→ **Excerpted passage**
..........
Started up at 46Vdc and boem, the voltage regulator bust in smoke. Then tried the transfo separately but the primary fuse (1A-f) kept blowing, put in a 5A-f but then all house lighting down . I suspected an earth fault, removed the transfo and tried again with just AC and no rectifier and all ok. Checked the rectifier (50A beast) and AC to "minus" diode bust.
Did find a wiring error though ; too embarassed to say where.

Waiting for a new rectifier to arrive, but Friday we leave on holiday so the works will be for after the 28th.
Erik

 

[spec]

Hi earckens,

Which previous schematic do you refer to spec?

The previous circuit (and best) is shown by the .png file attached to your post #135 as opposed to the later circuit of post #163.

I could use your straight Zener regulator but I need a bit more current for a MCU and LCD; I toyed with your idea of keeping it simple but I decided to go for the Darlington regulator because it still is a straightforward circuit and I would need it anyway.

The two VBEs of a Darlington will seriously degrade the regulation of the 18V Zener diode.

Not only that, but the extra current will be flowing through the current sense resistor and will mess up the current sense accuracy. Also, the processor and LCD, being digital, will introduce a whole load of hash into the precision voltage control and current control sensing.

There are three axiom in engineering:
make it modular
keep it simple
never compromise the core function

So it would be much wiser to keep the core voltage regulation functions isolated and separate from the processor and LCD.

Started up at 46Vdc and boom, the voltage regulator bust in smoke. Then tried the transfo separately but the primary fuse (1A-f) kept blowing, put in a 5A-f but then all house lighting down . I suspected an earth fault, removed the transfo and tried again with just AC and no rectifier and all ok. Checked the rectifier (50A beast) and AC to "minus" diode bust. Did find a wiring error though ; too embarrassed to say where.

That is a good omen because it means that god is in a playful mood and just generating obvious faults, rather than more arcane problems.

By the way, we have all done similar things- you are not a true power supply man if you haven't had a few explosions/fires.

It would be too embarrassing to say what I have done in the past.

Another holiday- seems like you have a good life in Belgium.

spec

 

[earckens]

The previous circuit (and best) is shown by the .png file attached to your post #135 as opposed to the later circuit of post #135.

spec, could you send me a copy of that one, i am afraid not to have it anymore?

The two VBEs of a Darlington will seriously degrade the regulation of the 18V Zener diode.

..... spec, can you please explain?

..I could also use a straight TIP41C..? ..or this (http://www.skillbank.co.uk/psu/vr2.htm)
..........
→ **Data shown**

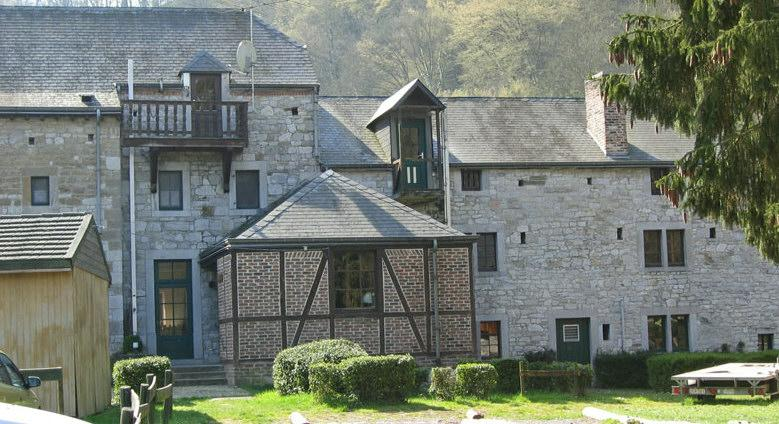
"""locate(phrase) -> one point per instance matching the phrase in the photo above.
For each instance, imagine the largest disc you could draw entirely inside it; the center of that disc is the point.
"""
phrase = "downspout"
..........
→ **Exercise aim**
Rewrite the power supply thread between "That is a good" and "a few explosions/fires.", inclusive, with "obscure" in place of "arcane".

→ **Exercise solution**
That is a good omen because it means that god is in a playful mood and just generating obvious faults, rather than more obscure problems.

By the way, we have all done similar things- you are not a true power supply man if you haven't had a few explosions/fires.